* What you will do:
What follows is a set of records; repeat them exactly, without the pictures.

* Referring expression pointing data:
════════

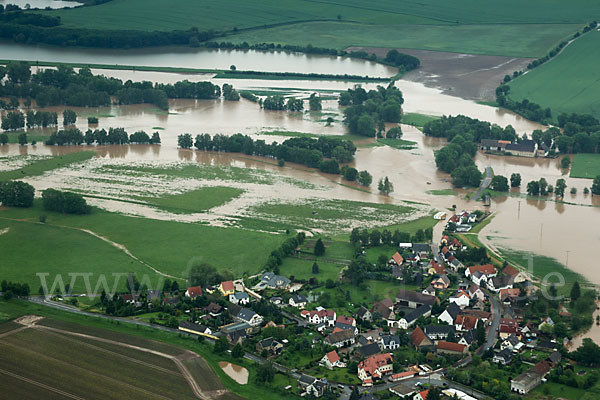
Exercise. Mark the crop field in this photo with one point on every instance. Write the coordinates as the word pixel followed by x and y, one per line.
pixel 59 246
pixel 460 26
pixel 568 83
pixel 519 40
pixel 66 364
pixel 585 166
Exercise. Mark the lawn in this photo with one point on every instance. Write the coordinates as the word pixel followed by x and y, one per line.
pixel 195 201
pixel 568 83
pixel 518 40
pixel 40 167
pixel 418 120
pixel 585 166
pixel 542 267
pixel 170 247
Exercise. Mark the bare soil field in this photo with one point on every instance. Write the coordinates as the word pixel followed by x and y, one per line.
pixel 470 76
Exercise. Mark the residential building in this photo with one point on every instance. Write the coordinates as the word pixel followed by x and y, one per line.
pixel 411 299
pixel 341 338
pixel 444 347
pixel 375 367
pixel 420 340
pixel 226 288
pixel 450 313
pixel 270 345
pixel 239 298
pixel 332 360
pixel 298 301
pixel 193 292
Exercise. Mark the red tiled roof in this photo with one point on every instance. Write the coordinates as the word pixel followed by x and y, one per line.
pixel 333 357
pixel 486 269
pixel 449 346
pixel 371 364
pixel 398 258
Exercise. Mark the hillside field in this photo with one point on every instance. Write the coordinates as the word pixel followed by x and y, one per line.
pixel 459 26
pixel 568 83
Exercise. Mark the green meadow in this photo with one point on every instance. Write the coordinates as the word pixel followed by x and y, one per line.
pixel 568 83
pixel 585 166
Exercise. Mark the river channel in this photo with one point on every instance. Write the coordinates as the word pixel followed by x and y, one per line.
pixel 542 227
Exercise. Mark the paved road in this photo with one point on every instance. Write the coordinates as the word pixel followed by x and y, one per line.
pixel 485 183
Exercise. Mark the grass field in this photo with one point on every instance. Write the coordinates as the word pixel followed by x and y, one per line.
pixel 461 26
pixel 519 40
pixel 568 83
pixel 585 166
pixel 170 247
pixel 44 165
pixel 195 201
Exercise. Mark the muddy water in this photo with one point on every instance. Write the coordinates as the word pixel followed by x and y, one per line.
pixel 235 372
pixel 249 60
pixel 42 3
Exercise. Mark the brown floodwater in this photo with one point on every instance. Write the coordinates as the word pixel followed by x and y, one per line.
pixel 235 372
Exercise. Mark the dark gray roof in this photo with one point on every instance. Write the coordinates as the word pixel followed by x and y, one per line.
pixel 418 313
pixel 246 314
pixel 387 339
pixel 438 329
pixel 525 145
pixel 369 350
pixel 453 310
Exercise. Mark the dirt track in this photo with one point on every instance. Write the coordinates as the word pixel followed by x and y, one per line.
pixel 30 322
pixel 470 76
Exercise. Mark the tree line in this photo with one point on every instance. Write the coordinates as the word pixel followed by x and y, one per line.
pixel 324 153
pixel 367 112
pixel 64 86
pixel 73 136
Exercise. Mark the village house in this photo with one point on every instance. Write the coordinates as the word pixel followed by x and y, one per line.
pixel 194 328
pixel 332 360
pixel 249 316
pixel 441 283
pixel 312 386
pixel 341 338
pixel 409 319
pixel 461 299
pixel 526 148
pixel 364 314
pixel 396 259
pixel 269 345
pixel 503 357
pixel 375 367
pixel 420 340
pixel 226 288
pixel 389 342
pixel 439 332
pixel 298 301
pixel 450 313
pixel 429 290
pixel 410 299
pixel 239 298
pixel 444 347
pixel 193 292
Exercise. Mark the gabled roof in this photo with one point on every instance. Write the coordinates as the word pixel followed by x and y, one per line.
pixel 418 313
pixel 417 337
pixel 194 291
pixel 449 346
pixel 487 269
pixel 333 357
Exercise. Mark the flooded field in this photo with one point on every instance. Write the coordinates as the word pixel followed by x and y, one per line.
pixel 235 372
pixel 546 227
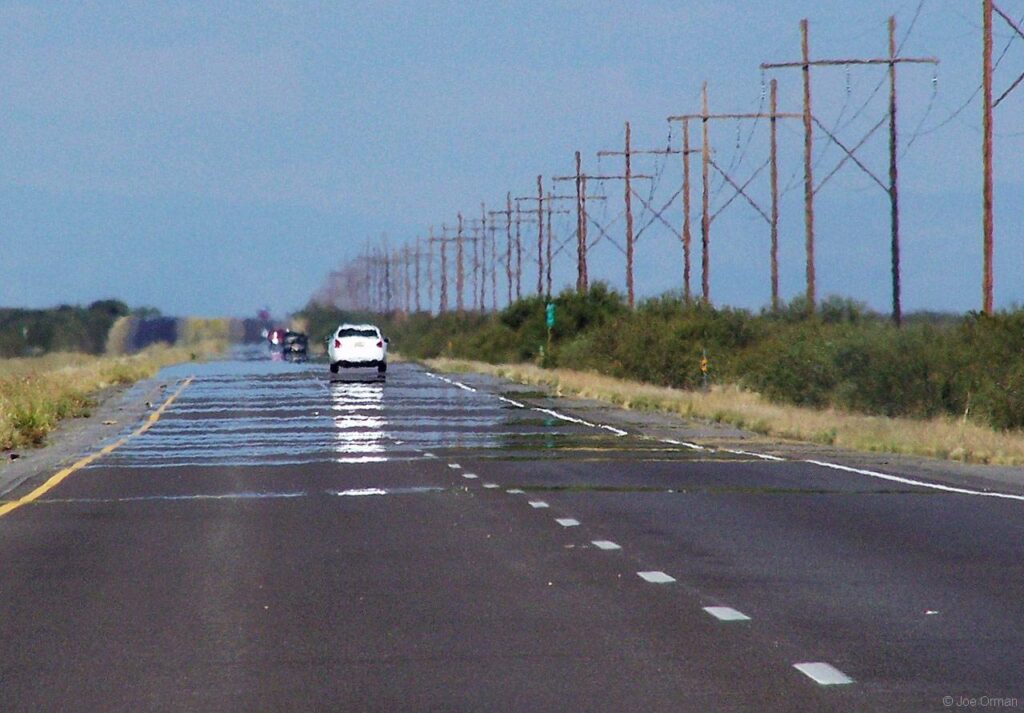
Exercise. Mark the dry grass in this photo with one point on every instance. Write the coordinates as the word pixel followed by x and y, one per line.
pixel 37 392
pixel 940 437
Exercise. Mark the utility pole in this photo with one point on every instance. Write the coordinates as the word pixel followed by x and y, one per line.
pixel 988 184
pixel 892 189
pixel 443 241
pixel 407 283
pixel 986 156
pixel 628 177
pixel 460 275
pixel 419 254
pixel 543 200
pixel 483 235
pixel 581 178
pixel 739 190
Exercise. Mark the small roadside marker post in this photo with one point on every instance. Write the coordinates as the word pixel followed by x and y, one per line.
pixel 549 317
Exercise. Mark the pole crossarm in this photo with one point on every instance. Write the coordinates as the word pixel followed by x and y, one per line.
pixel 657 214
pixel 844 63
pixel 1016 28
pixel 604 235
pixel 739 191
pixel 850 154
pixel 755 115
pixel 647 152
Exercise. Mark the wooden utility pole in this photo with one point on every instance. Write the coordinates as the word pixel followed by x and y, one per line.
pixel 543 263
pixel 705 198
pixel 519 220
pixel 508 213
pixel 892 189
pixel 581 185
pixel 407 282
pixel 687 295
pixel 582 218
pixel 548 255
pixel 627 154
pixel 419 254
pixel 770 217
pixel 443 241
pixel 986 156
pixel 988 184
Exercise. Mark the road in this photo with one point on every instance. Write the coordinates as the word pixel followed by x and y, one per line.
pixel 274 540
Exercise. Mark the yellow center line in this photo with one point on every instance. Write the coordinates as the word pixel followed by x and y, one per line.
pixel 58 476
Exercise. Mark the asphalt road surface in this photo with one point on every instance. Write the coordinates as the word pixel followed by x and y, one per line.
pixel 275 540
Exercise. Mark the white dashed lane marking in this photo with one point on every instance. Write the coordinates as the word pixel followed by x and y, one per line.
pixel 655 577
pixel 822 673
pixel 726 614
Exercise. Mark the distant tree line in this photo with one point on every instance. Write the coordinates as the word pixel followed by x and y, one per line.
pixel 842 355
pixel 67 328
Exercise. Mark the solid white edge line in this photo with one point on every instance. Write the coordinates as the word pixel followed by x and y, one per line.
pixel 764 456
pixel 823 673
pixel 726 614
pixel 911 481
pixel 616 431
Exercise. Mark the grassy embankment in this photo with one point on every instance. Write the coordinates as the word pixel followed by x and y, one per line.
pixel 937 437
pixel 37 392
pixel 947 386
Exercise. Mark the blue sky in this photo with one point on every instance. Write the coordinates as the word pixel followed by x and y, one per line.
pixel 212 158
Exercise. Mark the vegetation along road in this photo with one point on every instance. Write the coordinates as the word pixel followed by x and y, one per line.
pixel 273 538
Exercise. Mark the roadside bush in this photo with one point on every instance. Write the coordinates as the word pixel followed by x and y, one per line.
pixel 844 355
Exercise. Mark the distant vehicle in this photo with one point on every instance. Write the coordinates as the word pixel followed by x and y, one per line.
pixel 276 336
pixel 295 345
pixel 357 345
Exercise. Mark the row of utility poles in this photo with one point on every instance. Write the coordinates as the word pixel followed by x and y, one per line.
pixel 381 276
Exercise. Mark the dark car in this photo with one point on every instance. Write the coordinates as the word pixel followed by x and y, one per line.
pixel 295 345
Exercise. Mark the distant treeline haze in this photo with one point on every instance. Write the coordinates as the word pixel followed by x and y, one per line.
pixel 844 355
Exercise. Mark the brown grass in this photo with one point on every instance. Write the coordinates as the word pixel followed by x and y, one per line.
pixel 36 393
pixel 939 437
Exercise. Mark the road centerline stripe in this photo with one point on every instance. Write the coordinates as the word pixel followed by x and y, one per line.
pixel 656 577
pixel 823 673
pixel 726 614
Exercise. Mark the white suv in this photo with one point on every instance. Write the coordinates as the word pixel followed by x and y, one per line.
pixel 357 345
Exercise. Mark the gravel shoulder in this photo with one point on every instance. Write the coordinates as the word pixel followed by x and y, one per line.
pixel 118 409
pixel 662 425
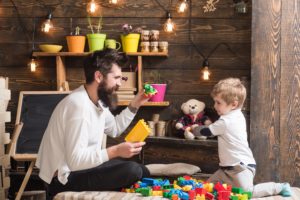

════════

* Answer space:
Exercise. Mark the crop field in this photo with one point on every instance. Write the coordinates as the word pixel followed by x and y, one per line.
pixel 59 246
pixel 460 26
pixel 568 83
pixel 519 40
pixel 66 364
pixel 585 166
Exercise. Mark the lawn in this photo with one point on every instance. Write the coordinates as the word pixel followed by x and y, one per line.
pixel 195 201
pixel 568 83
pixel 518 40
pixel 40 167
pixel 418 120
pixel 585 166
pixel 542 267
pixel 170 247
Exercise. Mark the bare soil field in this photo with one point on every instance. Write the coordinates as the word pixel followed by x and y, one per line.
pixel 470 76
Exercise. Mark the residential building in this photo with one point on every instance. Write the coordinates as the word pixel followed by x and y, one per line.
pixel 411 299
pixel 341 338
pixel 444 347
pixel 375 367
pixel 420 340
pixel 226 288
pixel 450 313
pixel 270 345
pixel 239 298
pixel 332 360
pixel 298 301
pixel 193 292
Exercise. Mark the red tiled roof in this photo with one point on every instance. Write the coordinates as the word pixel followed by x and y, one per line.
pixel 333 357
pixel 486 269
pixel 449 346
pixel 371 364
pixel 398 258
Exercise. Mark the hillside field in this photo with one point on every instance. Write the coordinates as the word pixel followed by x and y, one per line.
pixel 459 26
pixel 568 83
Exercise. Mark the green meadow in this photo with one point on every instance. Write the coordinates as the word pixel followed by x and y, one per line.
pixel 568 83
pixel 585 166
Exercise. Mark the river channel in this photo with one point on every instance. Write the coordinates as the word pixel followed by x and y, one per line.
pixel 542 227
Exercise. Mark the paved road in this photo with one point on every instance. Write the coordinates as the word pixel followed by x and y, one per line.
pixel 485 183
Exercise. Mark the grass field in this photo with one point on every instance. Write the coordinates as the word pixel followed by x and y, one per line.
pixel 461 26
pixel 519 40
pixel 568 83
pixel 585 166
pixel 170 247
pixel 44 165
pixel 195 201
Exercise. Mark the muddy water in this photo with one point on every instance. Write the coordinates as the word pixel followed by x and y, one per line.
pixel 235 372
pixel 249 60
pixel 42 3
Exercise. Mark the brown floodwater in this photo with one point on every instance. Write the coordinates as the word pixel followed by x and y, one per line.
pixel 235 372
Exercise. Mark the dark gray roof in this photo with one point on every instance. Write the coordinates as the word pixel followed by x and y, one per line.
pixel 418 313
pixel 246 314
pixel 387 339
pixel 438 329
pixel 525 145
pixel 369 350
pixel 453 310
Exercise. Mark the dirt track in this photo with one point on every instance. Write the coordinates as the word pixel followed by x and y, one per line.
pixel 30 322
pixel 470 76
Exercise. Mark the tree line in this photo with one point on every instance. Write the coordinates as the word pixel followed by x and y, one per line.
pixel 324 153
pixel 367 112
pixel 64 86
pixel 73 136
Exercise. Mark the village house in this photo with one point on every instance. Write the coordinates as the word pixel followed by x and y, one per line.
pixel 194 328
pixel 332 360
pixel 249 316
pixel 441 283
pixel 312 386
pixel 341 338
pixel 409 319
pixel 461 299
pixel 526 148
pixel 364 314
pixel 396 259
pixel 269 345
pixel 503 357
pixel 375 367
pixel 420 340
pixel 226 288
pixel 389 342
pixel 439 332
pixel 298 301
pixel 450 313
pixel 429 290
pixel 410 299
pixel 239 298
pixel 444 347
pixel 193 292
Exercise. Mark the gabled roof in this photo with one point on every instance. Write the coordinates as the word pixel followed by x and y, one per line.
pixel 418 313
pixel 417 337
pixel 194 291
pixel 449 346
pixel 487 269
pixel 333 357
Exercise. Mark the flooded field in this photo with one point on every instance. Write the coordinates as the word pixel followed by x and y, one per line.
pixel 235 372
pixel 546 227
Exercise. Mark the dry grass in this photo with one point on every instance. Write the coordinates as the word pixel followed by x and y, one per line.
pixel 37 392
pixel 940 437
Exercise. Mark the utility pole in this photo with one point on every instance. Write the coordinates as the word pixel followed by x and y, one per line.
pixel 988 184
pixel 892 189
pixel 443 241
pixel 407 283
pixel 986 156
pixel 628 177
pixel 460 275
pixel 419 254
pixel 543 200
pixel 483 235
pixel 581 178
pixel 739 190
Exercise. Mark the small roadside marker post in this photo with one point on every instance. Write the coordinates as the word pixel followed by x and y, one per line.
pixel 549 317
Exercise. Mark the pole crossarm in this photo with one point on every instance. Write the coordinates as the word pixel followed by x and y, one per line.
pixel 657 214
pixel 844 63
pixel 1016 28
pixel 604 235
pixel 739 191
pixel 850 154
pixel 755 115
pixel 647 152
Exercise. Mark the wooden utility pole in this photo with one point on every instance. Write the coordinates as the word pixel followed by x and y, one per line.
pixel 543 263
pixel 705 198
pixel 519 220
pixel 508 213
pixel 892 189
pixel 581 185
pixel 407 282
pixel 687 295
pixel 582 218
pixel 548 255
pixel 627 154
pixel 419 254
pixel 770 217
pixel 443 241
pixel 986 156
pixel 988 184
Exercise. Mark the road in this photo with one point on every instance. Write the coordinates as the word pixel followed by x and y, one per line.
pixel 274 540
Exercise. Mark the yellow center line in this photo with one point on every instance. Write the coordinates as the word pixel followed by x and y, one per line.
pixel 58 476
Exercise. Mark the asphalt road surface in this photo with one point on every instance. Write the coordinates as the word pixel followed by x and y, one per line.
pixel 275 540
Exercise. Mark the white dashed lane marking in this photo with one point on every instance. Write the coordinates as the word pixel followed by x and y, one per line.
pixel 655 577
pixel 822 673
pixel 726 614
Exercise. Mark the distant tree line in this photo with one point on every instance. Write the coordinates as the word pixel followed by x and y, one per line.
pixel 842 355
pixel 67 328
Exercise. Mark the solid white edge line in this photo with one point on every instance. Write the coordinates as the word pixel followed by x and y, one per line.
pixel 764 456
pixel 823 673
pixel 726 614
pixel 911 481
pixel 616 431
Exercise. Mark the grassy embankment in this photo with one point on every instance. Write the coordinates as the word pixel followed by x and y, one per line.
pixel 937 437
pixel 37 392
pixel 947 386
Exercise. Mark the blue sky in this photo with one point on every instance. Write the coordinates as the word pixel followed by x and y, one per line.
pixel 212 158
Exercise. Mark the vegetation along road in this photo with one point on every instance. Write the coordinates as the word pixel followed by x and y, one per line.
pixel 273 538
Exercise. Mark the roadside bush in this photo with one point on every instance. Write the coordinates as the word pixel followed by x and y, one per line.
pixel 844 355
Exercise. Mark the distant vehicle in this photo with one point on every instance. Write the coordinates as the word pixel followed by x and y, one per line.
pixel 276 336
pixel 295 345
pixel 357 345
Exercise. Mark the row of utility poles in this photo with one point on every instance. Write the coordinates as the word pixel followed by x and y, one per line.
pixel 381 276
Exercise. Mark the dark car in this photo with one point on every instance. Write the coordinates as the word pixel followed by x and y, one per line.
pixel 295 345
Exercise. Mark the distant treeline haze in this photo with one point on every instance. Write the coordinates as the word pixel followed by x and y, one per line.
pixel 844 355
Exercise. Mark the brown grass in this photo with one point on every instance. Write the coordinates as the word pixel followed by x and y, one per line.
pixel 36 393
pixel 939 437
Exercise. Mark the road centerline stripe in this photo with one point on every instance. Write the coordinates as the word pixel followed by x and y, one per line.
pixel 656 577
pixel 823 673
pixel 726 614
Exercise. Mark the white suv in this photo with one point on every instance. Write the coordinates as the word pixel followed by x and y, one per line.
pixel 357 345
Exercise. Mark the gravel shoulder in this photo with one point on every instance. Write the coordinates as the word pixel followed by x and y, one per line.
pixel 118 409
pixel 662 425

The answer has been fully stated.